▶ **To do**
Copy out all the entries below, switching each "pin" to "marker" and leaving everything else untouched.

== Dataset extract ==

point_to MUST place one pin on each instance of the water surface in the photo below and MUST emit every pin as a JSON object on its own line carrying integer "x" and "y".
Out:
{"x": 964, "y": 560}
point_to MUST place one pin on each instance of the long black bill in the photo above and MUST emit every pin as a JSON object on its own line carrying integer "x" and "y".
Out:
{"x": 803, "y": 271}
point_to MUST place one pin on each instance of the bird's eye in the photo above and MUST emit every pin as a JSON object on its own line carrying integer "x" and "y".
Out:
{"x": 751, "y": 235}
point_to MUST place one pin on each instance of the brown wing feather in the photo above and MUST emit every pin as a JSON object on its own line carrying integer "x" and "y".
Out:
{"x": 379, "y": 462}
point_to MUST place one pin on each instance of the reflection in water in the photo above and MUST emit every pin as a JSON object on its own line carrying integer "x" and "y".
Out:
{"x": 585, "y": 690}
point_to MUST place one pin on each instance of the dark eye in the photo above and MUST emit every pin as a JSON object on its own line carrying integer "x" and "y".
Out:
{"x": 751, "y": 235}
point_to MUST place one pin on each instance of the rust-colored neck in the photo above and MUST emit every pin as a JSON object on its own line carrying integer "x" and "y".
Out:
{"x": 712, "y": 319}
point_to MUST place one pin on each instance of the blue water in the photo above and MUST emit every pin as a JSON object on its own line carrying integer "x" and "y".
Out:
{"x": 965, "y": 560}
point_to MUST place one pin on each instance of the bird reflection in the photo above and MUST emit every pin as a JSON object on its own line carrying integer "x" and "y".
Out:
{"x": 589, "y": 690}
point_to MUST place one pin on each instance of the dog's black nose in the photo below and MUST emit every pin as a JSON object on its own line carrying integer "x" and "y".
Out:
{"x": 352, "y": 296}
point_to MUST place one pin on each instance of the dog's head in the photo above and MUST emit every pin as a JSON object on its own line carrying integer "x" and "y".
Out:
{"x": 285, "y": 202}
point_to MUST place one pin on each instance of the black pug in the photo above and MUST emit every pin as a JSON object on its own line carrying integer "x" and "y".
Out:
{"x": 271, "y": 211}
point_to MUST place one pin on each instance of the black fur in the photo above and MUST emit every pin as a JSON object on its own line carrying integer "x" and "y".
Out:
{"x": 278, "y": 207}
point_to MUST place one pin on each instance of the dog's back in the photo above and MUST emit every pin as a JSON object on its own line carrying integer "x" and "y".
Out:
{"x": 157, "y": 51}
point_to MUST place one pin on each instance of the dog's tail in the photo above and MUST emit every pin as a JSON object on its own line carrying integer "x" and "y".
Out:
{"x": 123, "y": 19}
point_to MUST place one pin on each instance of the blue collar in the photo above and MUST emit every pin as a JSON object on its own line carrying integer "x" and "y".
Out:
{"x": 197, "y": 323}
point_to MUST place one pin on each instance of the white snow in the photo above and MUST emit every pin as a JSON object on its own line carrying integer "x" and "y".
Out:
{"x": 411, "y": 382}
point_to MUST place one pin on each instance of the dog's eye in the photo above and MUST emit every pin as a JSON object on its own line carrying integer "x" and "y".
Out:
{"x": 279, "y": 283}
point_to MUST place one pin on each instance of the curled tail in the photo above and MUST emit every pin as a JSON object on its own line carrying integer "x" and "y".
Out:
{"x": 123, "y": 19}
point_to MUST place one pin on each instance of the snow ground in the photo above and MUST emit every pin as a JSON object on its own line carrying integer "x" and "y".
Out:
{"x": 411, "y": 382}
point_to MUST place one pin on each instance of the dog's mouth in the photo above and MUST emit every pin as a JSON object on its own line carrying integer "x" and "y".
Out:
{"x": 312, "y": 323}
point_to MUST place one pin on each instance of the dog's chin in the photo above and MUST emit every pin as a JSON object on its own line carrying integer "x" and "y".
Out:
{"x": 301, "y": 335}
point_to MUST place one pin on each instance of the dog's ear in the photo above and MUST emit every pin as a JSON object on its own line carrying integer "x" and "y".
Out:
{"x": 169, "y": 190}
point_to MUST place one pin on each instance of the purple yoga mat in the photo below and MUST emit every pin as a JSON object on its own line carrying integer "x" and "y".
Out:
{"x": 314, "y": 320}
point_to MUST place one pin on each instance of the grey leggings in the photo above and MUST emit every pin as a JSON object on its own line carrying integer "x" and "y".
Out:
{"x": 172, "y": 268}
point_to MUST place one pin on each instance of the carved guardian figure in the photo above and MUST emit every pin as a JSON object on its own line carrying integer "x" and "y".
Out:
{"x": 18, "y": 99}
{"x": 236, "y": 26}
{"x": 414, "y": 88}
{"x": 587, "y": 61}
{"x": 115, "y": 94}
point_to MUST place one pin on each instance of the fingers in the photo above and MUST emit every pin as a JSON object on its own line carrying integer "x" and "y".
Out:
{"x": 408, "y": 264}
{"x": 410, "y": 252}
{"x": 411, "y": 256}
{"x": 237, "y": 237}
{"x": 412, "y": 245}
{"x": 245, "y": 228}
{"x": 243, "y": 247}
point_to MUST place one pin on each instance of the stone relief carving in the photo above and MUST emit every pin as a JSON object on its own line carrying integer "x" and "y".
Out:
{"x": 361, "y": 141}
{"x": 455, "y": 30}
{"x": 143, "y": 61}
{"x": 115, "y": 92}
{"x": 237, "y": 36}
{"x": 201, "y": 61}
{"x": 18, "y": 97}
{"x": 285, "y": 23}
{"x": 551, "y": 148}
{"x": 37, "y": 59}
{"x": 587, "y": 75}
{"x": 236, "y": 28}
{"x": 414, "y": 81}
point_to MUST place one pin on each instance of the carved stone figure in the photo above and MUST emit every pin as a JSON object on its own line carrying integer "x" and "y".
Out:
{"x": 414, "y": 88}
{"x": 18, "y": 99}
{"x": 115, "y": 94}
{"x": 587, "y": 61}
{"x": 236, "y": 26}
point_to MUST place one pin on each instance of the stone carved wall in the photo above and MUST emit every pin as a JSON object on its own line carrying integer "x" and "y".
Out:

===

▶ **Complete answer**
point_to MUST place one marker on each instance of the water surface in the photo below and MUST emit every marker as a JSON object on its own line carrying integer "x" and "y".
Out:
{"x": 964, "y": 560}
point_to MUST place one marker on each instance of the long black bill in the photo above and MUST emit every marker as a JSON object on its own line carrying integer "x" and "y".
Out:
{"x": 803, "y": 271}
point_to MUST place one marker on each instance of the bird's eye in the photo above and MUST emit every marker as a JSON object on its own line carrying integer "x" and "y".
Out:
{"x": 751, "y": 235}
point_to MUST place one marker on each instance of the brown wing feather in the photo above and MUST emit every marker as a JSON object on its own line carrying integer "x" and "y".
Out:
{"x": 379, "y": 462}
point_to MUST place one marker on each instance of the reflection in water in the photo above and MUST emit every marker as a JSON object on its own line carrying integer "x" and "y".
Out:
{"x": 585, "y": 690}
point_to MUST place one marker on each instance of the dark eye in the photo above and MUST emit every marker as a JSON object on its own line carrying integer "x" and "y".
Out:
{"x": 751, "y": 235}
point_to MUST place one marker on each instance of the rust-colored neck in the photo above and MUST emit every marker as a JSON object on its own line carrying integer "x" and "y".
Out:
{"x": 712, "y": 319}
point_to MUST place one marker on each instance of the blue water in the photo above and MUST emit every marker as a JSON object on its own line carrying integer "x" and "y".
Out:
{"x": 965, "y": 560}
point_to MUST place one marker on each instance of the bird reflection in the photo above and MUST emit every marker as a JSON object on its own line carrying integer "x" and "y".
Out:
{"x": 589, "y": 690}
point_to MUST place one marker on each instance of the dog's black nose in the photo below and MUST emit every marker as a JSON object on its own line carrying integer "x" and "y".
Out:
{"x": 352, "y": 296}
point_to MUST place one marker on each instance of the dog's head in the photo above and MUST emit every marker as a JSON object on its own line carrying integer "x" and "y".
Out:
{"x": 285, "y": 202}
point_to MUST place one marker on each instance of the black pug in the photo above and MUST emit every marker as a JSON object on its own line carrying integer "x" and "y".
Out:
{"x": 271, "y": 211}
point_to MUST place one marker on each instance of the black fur in the photo above and MUST emit every marker as a JSON object on its own line carrying integer "x" and "y".
Out:
{"x": 278, "y": 207}
point_to MUST place one marker on each instance of the dog's back in the photo above and MUST emit every marker as a JSON object on its own line carrying integer "x" and "y".
Out:
{"x": 157, "y": 51}
point_to MUST place one marker on each instance of the dog's tail in the photo above and MUST emit every marker as a JSON object on its own line carrying integer "x" and "y".
Out:
{"x": 123, "y": 19}
point_to MUST place one marker on each instance of the blue collar in the photo above and MUST emit every marker as a JSON object on its own line carrying integer "x" and "y".
Out:
{"x": 197, "y": 323}
point_to MUST place one marker on each instance of the white snow in the photo above and MUST emit every marker as a JSON object on its own line carrying integer "x" and "y".
Out:
{"x": 411, "y": 382}
point_to MUST place one marker on each instance of the dog's eye in the photo above and MUST emit every marker as a JSON object on its own line carrying integer "x" and "y".
Out:
{"x": 279, "y": 283}
point_to MUST place one marker on each instance of the curled tail in the photo above and MUST emit every marker as a JSON object on its own line carrying integer "x" and "y".
Out:
{"x": 123, "y": 19}
point_to MUST place one marker on each instance of the snow ground in the photo above and MUST emit every marker as a JSON object on its own line carrying integer "x" and "y".
Out:
{"x": 411, "y": 382}
point_to MUST place one marker on each instance of the dog's mouth in the photo above and MUST emit every marker as a JSON object on its own line carrying integer "x" and "y".
Out:
{"x": 312, "y": 323}
point_to MUST place one marker on each instance of the dog's chin in the photo above and MUST emit every marker as a JSON object on its own line carrying integer "x" and "y".
Out:
{"x": 301, "y": 335}
point_to MUST place one marker on each instance of the dog's ear in the photo above and MUST emit every marker as a JSON object on its own line carrying integer "x" and "y".
Out:
{"x": 169, "y": 190}
point_to MUST place one marker on each instance of the purple yoga mat in the photo below and MUST emit every marker as a JSON object on its own line carrying integer "x" and "y".
Out:
{"x": 314, "y": 320}
point_to MUST place one marker on each instance of the grey leggings in the photo above and MUST emit every marker as a JSON object on its own line carrying integer "x" and "y".
Out:
{"x": 172, "y": 268}
point_to MUST place one marker on each instance of the carved guardian figure in the photo above and MUST emit every marker as a JSON object on its own line carrying integer "x" and "y".
Out:
{"x": 18, "y": 99}
{"x": 236, "y": 26}
{"x": 414, "y": 88}
{"x": 587, "y": 61}
{"x": 115, "y": 94}
point_to MUST place one marker on each instance of the fingers in the photo above and MUST emit every marker as a JSON object on its own line carrying integer "x" and "y".
Out:
{"x": 408, "y": 264}
{"x": 410, "y": 252}
{"x": 411, "y": 256}
{"x": 237, "y": 237}
{"x": 412, "y": 245}
{"x": 245, "y": 228}
{"x": 243, "y": 247}
point_to MUST place one marker on each instance of the stone relief carving in the photo above and MUST emit every marker as a JSON object on its own line carrying integer "x" and "y".
Out:
{"x": 361, "y": 141}
{"x": 455, "y": 30}
{"x": 143, "y": 61}
{"x": 115, "y": 92}
{"x": 237, "y": 36}
{"x": 201, "y": 61}
{"x": 18, "y": 97}
{"x": 285, "y": 23}
{"x": 551, "y": 148}
{"x": 37, "y": 59}
{"x": 587, "y": 75}
{"x": 236, "y": 28}
{"x": 414, "y": 81}
point_to MUST place one marker on each instance of the carved stone figure in the photo above and MUST emit every marker as a JSON object on its own line carrying integer "x" and "y".
Out:
{"x": 414, "y": 88}
{"x": 18, "y": 99}
{"x": 115, "y": 94}
{"x": 587, "y": 61}
{"x": 236, "y": 26}
point_to MUST place one marker on each instance of the stone carved wall in the photo above and MUST emit every marker as a JSON object on its own line carrying integer "x" and "y".
Out:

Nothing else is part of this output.